Passage given
»»

So – as the phone, chocolate brownies and Dave disappeared into the distance with the rest of the group looking on with a sense of amazement (mainly that Dave was staying upright on the frozen, ice-covered snow – like Torvil and Dean but without the skates) we all had a sense of fear that the phone was in fact doomed! However, diving through the air with a leap that was worthy of a seasoned rugby player, Dave tackled the phone and saved it! We all cheered until we saw brownies flying across the icy fell-side as a result and the collective “nooooooo!!!!!” from the group was probably heard in Carlisle.
|Grasmoor from Wandope|
I had a moment of doubt at this point as I was the only person holding a brownie in my hand as I had been offered one before the phone incident. I weighed up how fast I could run if the group decided they wanted to share it. Mmmm...my previous attempt at fell-running had not ended happily and on ice my chances of escape were low..... Fortunately Dave retrieved all the brownies and started heading back towards us as a collective sigh of relief that they were safe spread around the group. Oh yes and we were pleased that Dave (who had gained hero status) was safe as well.
For about half an hour, all that could be heard for miles around was the sound of our laughter, with Gina (happily reunited with her phone) probably the loudest of us all. It was hilarious to watch and I am quite confident that sledging iphones and flying brownies are a Lake District first.
|Helvellyn range from Wandope|
After all that excitement we had another route discussion. It was midday by then (we had been walking for three hours) and still we had not reached a single summit. This mattered little as we were all having such a great time but we decided to divide for a while as we all had different priorities. Jim and Cindy had already started to head up to Eel Crag rather than continue to the summit of Grasmoor and I wanted to head to Wandope so I headed off on my own to that summit. I said to Gina (who was valiantly trying to put on her new micro spikes) “I will be fine – you guys can catch me up”. Catch me up? On a mountain? Now that is a sentence I never thought I would say!

««

Records

»»

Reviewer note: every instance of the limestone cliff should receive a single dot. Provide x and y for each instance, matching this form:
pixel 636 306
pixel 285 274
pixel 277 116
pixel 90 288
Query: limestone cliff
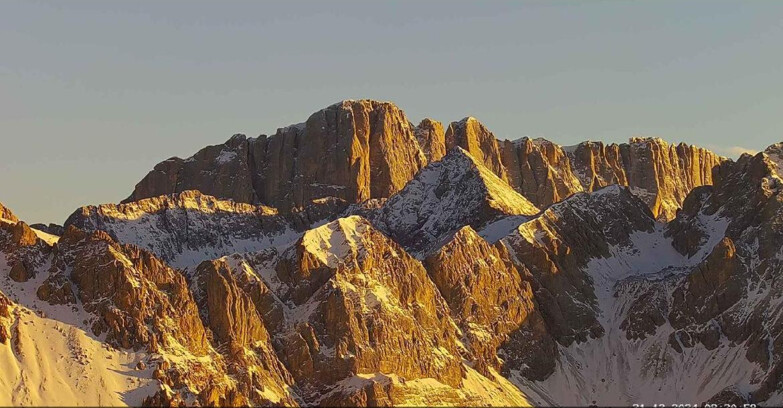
pixel 353 150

««

Problems to solve
1 – Reproduce the fell-walk account between "So – as the" and "heard in Carlisle.", inclusive, swapping "Carlisle" for "Keswick".
2 – According to the fell-walk account, which summit did the writer set off toward alone?

The replies
1 –
So – as the phone, chocolate brownies and Dave disappeared into the distance with the rest of the group looking on with a sense of amazement (mainly that Dave was staying upright on the frozen, ice-covered snow – like Torvil and Dean but without the skates) we all had a sense of fear that the phone was in fact doomed! However, diving through the air with a leap that was worthy of a seasoned rugby player, Dave tackled the phone and saved it! We all cheered until we saw brownies flying across the icy fell-side as a result and the collective “nooooooo!!!!!” from the group was probably heard in Keswick.

2 – Wandope